◆ Work item
Check each line below for "brim" and say how many have it, with no other words.

◆ Dataset extract
#####

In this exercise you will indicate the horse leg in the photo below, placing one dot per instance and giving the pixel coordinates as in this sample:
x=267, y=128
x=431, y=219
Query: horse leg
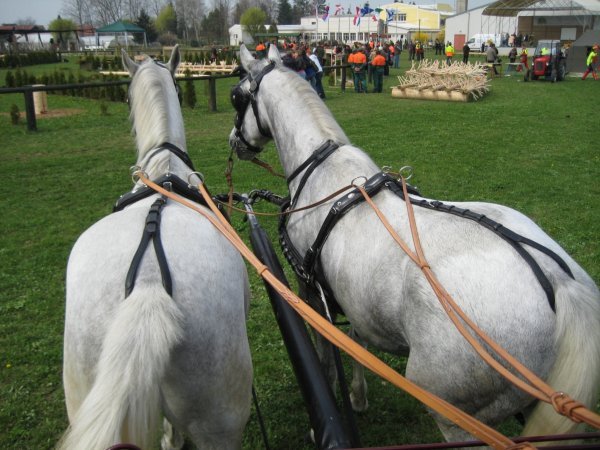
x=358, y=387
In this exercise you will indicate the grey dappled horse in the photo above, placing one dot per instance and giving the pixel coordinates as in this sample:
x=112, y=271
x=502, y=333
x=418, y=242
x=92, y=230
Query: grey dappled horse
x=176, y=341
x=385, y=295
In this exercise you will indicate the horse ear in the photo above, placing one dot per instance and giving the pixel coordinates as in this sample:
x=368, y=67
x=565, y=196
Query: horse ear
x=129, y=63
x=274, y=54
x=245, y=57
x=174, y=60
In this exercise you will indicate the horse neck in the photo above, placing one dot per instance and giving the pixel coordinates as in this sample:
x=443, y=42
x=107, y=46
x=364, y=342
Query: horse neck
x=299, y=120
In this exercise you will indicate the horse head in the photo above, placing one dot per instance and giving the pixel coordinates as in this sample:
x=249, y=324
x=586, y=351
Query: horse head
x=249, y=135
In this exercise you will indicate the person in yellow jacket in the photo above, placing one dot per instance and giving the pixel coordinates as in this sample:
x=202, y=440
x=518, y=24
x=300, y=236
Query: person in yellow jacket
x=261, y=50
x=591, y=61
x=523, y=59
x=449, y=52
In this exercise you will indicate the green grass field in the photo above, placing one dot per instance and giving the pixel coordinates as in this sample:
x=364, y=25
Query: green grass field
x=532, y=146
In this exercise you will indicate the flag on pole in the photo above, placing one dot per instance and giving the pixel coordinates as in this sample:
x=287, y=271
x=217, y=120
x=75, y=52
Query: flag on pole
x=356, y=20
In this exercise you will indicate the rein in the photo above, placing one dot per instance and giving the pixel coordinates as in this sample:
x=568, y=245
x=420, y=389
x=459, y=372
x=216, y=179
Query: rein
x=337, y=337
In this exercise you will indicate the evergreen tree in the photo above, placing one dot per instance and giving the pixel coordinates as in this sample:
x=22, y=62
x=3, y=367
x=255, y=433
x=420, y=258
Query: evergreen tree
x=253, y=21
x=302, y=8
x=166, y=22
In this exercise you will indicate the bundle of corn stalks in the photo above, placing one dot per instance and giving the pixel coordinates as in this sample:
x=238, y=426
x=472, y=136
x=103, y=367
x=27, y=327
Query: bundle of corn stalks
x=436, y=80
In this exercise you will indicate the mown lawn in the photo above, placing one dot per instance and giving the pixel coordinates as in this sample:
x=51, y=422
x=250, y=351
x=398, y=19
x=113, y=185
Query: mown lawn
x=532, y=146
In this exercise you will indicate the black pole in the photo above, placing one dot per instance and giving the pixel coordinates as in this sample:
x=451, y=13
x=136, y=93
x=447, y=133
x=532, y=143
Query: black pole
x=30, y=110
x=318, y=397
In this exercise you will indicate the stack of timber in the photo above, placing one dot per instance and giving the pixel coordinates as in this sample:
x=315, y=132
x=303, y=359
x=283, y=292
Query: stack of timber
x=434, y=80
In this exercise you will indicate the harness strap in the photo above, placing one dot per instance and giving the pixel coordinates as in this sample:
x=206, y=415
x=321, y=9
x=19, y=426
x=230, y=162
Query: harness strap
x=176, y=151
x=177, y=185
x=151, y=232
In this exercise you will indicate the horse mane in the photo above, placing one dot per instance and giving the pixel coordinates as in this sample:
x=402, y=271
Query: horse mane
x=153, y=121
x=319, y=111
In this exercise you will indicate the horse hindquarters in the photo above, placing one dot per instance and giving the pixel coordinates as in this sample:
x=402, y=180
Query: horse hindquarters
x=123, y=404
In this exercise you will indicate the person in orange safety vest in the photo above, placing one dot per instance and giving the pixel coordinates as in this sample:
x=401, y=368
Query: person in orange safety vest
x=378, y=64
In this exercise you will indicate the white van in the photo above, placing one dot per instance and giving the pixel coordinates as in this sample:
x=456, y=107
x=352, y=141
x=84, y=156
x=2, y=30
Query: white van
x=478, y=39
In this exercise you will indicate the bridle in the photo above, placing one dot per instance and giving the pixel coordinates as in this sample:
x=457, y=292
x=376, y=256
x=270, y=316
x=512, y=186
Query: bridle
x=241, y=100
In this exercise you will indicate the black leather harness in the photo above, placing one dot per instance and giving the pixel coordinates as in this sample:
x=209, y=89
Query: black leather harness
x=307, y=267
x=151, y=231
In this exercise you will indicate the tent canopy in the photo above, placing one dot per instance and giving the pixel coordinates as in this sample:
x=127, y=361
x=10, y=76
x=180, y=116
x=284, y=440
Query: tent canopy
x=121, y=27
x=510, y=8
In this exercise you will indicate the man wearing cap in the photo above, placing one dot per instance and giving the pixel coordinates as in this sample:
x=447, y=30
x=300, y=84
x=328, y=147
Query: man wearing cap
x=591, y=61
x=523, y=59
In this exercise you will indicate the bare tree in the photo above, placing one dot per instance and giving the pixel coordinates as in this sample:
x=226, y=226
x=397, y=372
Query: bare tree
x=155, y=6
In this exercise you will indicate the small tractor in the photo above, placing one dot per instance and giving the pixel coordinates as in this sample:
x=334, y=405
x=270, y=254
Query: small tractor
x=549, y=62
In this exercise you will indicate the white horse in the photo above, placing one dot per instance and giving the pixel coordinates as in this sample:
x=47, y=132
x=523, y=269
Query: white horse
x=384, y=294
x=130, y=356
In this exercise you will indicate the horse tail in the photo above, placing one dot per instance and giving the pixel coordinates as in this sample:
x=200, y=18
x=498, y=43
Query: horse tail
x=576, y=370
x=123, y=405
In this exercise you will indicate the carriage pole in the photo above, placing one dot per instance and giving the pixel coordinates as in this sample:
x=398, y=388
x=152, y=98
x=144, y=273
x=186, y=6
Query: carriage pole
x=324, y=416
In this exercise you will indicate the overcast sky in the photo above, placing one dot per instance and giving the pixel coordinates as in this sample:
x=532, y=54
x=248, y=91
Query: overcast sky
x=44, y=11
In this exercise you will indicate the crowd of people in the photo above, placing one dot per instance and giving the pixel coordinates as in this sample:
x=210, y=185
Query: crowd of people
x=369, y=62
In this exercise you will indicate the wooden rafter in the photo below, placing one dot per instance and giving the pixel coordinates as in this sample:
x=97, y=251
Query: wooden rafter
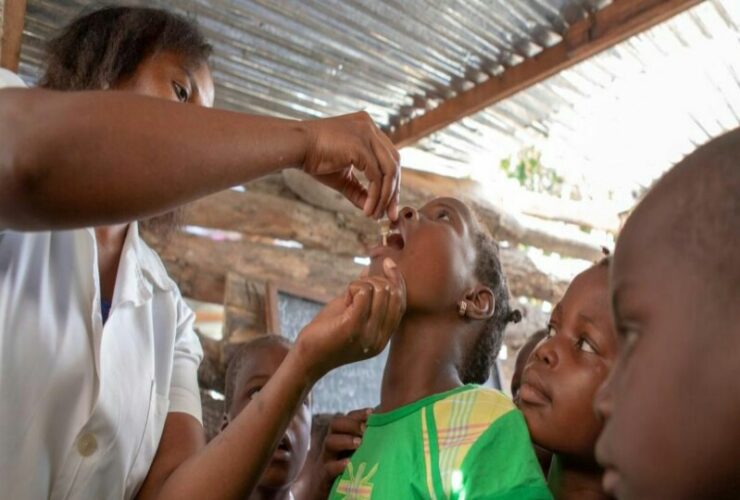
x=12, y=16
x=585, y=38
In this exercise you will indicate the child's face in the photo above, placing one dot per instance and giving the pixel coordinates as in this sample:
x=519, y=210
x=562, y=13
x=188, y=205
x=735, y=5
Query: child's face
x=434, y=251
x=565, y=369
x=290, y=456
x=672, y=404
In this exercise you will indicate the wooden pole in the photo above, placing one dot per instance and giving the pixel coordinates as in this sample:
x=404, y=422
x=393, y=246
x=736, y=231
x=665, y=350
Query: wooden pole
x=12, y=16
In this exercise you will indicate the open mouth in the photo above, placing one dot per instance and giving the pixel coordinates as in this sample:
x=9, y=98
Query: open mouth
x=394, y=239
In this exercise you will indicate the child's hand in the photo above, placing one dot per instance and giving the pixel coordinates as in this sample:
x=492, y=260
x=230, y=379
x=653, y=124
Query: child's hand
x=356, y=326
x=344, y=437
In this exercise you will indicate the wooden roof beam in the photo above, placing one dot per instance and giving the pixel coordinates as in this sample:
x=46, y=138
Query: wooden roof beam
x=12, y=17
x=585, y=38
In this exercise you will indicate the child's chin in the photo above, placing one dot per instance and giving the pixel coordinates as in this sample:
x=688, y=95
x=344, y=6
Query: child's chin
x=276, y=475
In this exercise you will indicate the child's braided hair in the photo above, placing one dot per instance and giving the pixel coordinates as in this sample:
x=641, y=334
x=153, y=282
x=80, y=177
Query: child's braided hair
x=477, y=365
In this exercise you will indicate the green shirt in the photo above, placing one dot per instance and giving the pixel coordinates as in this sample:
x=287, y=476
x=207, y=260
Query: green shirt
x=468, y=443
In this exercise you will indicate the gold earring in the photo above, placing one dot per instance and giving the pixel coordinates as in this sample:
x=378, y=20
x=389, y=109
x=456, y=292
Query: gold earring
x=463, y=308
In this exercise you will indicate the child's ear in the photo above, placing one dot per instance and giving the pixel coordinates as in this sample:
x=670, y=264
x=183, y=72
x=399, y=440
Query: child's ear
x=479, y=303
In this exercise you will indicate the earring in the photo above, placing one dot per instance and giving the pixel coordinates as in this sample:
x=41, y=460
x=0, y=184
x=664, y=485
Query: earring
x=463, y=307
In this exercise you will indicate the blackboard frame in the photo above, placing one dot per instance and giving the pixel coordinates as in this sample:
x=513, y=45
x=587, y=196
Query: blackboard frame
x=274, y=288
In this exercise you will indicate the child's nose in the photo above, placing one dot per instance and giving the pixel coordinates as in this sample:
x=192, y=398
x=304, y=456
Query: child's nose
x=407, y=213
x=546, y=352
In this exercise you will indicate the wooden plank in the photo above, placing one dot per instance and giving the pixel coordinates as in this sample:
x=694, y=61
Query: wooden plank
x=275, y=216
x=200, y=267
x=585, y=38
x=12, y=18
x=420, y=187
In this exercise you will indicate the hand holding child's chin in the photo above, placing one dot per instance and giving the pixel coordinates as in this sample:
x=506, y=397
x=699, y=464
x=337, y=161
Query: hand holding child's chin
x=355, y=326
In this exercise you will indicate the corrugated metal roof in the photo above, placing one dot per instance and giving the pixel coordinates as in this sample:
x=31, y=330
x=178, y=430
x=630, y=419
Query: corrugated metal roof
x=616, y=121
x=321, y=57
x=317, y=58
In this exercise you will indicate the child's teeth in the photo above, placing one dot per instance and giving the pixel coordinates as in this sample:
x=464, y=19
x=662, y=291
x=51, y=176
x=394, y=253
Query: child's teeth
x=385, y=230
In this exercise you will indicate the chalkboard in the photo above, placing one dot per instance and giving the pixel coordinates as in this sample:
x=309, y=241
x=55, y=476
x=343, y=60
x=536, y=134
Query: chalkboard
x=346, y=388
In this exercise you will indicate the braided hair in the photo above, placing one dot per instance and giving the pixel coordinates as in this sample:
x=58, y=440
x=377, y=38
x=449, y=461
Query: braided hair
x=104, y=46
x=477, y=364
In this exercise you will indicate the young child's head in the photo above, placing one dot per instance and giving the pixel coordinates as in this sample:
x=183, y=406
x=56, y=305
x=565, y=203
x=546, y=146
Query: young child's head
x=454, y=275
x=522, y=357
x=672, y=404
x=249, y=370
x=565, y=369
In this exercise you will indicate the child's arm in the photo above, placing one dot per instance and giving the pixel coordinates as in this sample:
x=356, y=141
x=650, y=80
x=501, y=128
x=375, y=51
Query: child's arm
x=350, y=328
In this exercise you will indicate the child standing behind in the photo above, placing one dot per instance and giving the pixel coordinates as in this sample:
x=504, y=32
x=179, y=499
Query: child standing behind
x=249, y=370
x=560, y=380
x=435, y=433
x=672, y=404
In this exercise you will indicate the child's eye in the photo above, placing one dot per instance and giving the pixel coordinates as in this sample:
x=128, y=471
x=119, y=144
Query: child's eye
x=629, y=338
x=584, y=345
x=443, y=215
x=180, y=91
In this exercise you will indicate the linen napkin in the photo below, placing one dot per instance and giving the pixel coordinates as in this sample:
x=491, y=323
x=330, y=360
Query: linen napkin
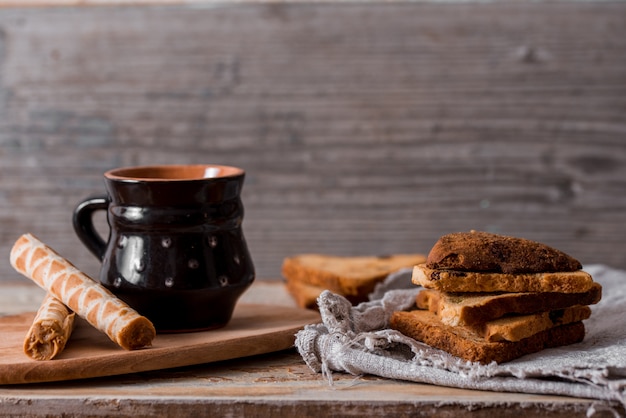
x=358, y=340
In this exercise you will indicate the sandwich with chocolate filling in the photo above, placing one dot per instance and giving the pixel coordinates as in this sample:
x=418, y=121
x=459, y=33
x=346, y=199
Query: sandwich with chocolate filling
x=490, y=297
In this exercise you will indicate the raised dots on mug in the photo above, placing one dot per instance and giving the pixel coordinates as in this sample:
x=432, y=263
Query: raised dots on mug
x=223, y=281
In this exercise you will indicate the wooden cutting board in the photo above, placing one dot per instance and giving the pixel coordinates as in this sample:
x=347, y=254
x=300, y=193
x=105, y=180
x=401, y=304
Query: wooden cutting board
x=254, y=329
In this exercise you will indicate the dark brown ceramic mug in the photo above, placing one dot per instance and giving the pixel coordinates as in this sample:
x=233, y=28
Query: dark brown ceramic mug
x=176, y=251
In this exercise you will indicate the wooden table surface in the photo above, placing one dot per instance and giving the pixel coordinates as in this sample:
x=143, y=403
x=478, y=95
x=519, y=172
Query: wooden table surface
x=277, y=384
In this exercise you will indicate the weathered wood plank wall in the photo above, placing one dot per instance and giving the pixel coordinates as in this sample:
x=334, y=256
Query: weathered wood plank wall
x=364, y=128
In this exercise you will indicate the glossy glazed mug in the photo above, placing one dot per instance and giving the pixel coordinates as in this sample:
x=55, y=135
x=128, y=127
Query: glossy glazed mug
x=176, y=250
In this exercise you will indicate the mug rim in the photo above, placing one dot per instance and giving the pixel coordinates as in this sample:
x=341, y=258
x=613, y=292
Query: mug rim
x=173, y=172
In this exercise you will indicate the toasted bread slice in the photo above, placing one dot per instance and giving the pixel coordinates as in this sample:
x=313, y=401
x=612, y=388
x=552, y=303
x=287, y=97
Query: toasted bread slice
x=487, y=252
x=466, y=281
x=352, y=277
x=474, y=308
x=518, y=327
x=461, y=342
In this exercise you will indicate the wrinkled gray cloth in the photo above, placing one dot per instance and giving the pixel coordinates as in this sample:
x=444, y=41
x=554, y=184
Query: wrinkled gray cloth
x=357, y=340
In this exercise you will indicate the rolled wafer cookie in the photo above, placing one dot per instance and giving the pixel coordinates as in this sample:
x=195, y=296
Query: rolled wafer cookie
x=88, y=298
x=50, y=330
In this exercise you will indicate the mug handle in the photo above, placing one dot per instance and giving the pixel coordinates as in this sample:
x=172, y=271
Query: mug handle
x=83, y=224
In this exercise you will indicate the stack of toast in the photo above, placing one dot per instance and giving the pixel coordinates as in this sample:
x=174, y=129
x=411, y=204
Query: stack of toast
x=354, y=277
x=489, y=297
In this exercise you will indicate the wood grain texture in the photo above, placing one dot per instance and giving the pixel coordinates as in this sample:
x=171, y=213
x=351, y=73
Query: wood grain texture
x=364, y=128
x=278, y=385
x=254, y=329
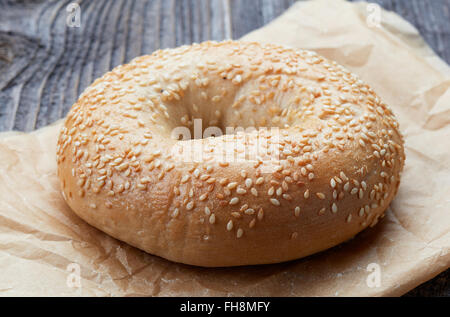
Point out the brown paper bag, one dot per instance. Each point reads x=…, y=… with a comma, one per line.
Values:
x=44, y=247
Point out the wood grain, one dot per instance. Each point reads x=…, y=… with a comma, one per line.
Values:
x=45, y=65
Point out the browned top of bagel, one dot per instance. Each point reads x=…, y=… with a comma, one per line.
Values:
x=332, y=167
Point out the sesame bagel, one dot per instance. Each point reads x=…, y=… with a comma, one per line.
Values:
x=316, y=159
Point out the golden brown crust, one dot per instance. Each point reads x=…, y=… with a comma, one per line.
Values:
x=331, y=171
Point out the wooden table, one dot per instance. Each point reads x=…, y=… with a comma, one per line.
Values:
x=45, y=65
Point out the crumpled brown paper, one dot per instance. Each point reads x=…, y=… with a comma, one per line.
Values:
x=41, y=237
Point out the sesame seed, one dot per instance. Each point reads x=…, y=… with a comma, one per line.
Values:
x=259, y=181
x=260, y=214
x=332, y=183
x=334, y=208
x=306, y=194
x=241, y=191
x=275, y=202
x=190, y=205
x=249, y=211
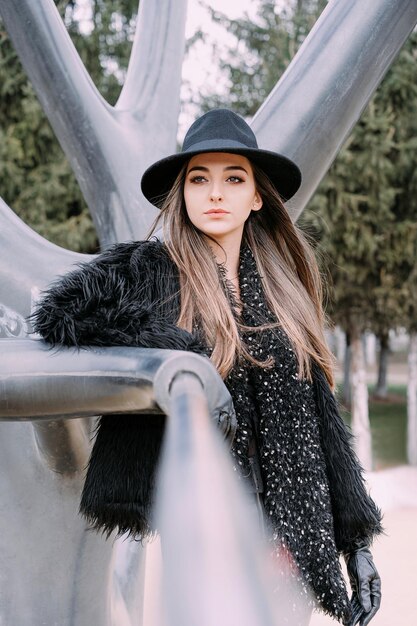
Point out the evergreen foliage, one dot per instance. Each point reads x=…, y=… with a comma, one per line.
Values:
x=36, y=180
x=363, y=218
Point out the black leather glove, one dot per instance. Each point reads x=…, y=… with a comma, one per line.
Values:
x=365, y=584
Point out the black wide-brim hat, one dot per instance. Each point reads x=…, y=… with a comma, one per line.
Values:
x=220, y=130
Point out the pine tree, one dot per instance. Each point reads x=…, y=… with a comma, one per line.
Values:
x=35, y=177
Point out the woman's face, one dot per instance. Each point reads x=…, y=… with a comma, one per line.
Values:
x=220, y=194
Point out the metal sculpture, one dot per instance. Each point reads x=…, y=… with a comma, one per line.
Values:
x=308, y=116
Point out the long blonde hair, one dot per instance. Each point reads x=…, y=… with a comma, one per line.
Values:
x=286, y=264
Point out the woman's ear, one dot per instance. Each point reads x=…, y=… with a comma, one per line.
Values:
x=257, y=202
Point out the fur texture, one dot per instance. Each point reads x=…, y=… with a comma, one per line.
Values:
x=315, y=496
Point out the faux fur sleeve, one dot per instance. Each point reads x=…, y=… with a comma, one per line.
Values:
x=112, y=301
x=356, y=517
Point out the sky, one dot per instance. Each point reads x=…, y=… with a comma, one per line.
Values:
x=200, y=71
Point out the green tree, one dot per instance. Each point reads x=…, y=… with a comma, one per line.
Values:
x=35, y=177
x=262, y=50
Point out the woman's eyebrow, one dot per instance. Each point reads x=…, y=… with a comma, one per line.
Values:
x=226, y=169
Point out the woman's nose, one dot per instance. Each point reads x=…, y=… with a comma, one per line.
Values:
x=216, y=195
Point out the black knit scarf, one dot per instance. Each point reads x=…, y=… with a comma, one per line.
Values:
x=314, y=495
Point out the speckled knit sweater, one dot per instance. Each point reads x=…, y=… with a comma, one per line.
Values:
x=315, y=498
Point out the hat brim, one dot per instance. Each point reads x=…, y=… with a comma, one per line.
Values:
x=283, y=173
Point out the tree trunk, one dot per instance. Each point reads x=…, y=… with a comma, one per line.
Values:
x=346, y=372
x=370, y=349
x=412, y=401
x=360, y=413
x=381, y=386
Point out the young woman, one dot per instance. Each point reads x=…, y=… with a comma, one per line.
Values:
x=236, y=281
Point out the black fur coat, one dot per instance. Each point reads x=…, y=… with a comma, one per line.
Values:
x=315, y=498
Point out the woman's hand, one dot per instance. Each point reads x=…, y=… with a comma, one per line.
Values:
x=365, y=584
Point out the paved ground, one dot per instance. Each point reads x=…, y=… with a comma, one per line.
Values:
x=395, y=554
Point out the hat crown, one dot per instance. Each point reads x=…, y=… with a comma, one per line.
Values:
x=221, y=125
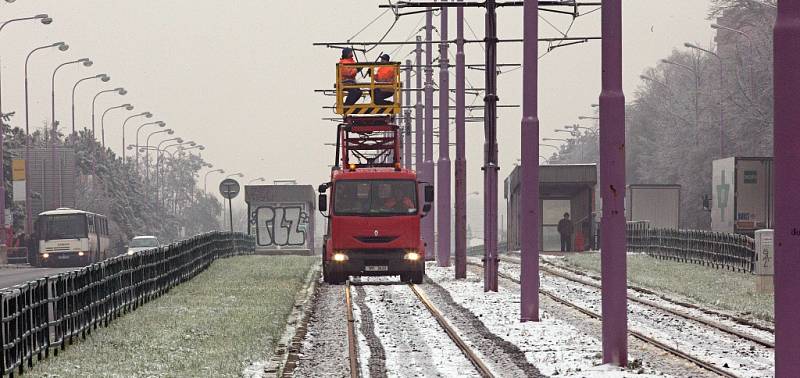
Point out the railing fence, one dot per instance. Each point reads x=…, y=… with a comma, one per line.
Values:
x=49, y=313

#####

◆ Answer section
2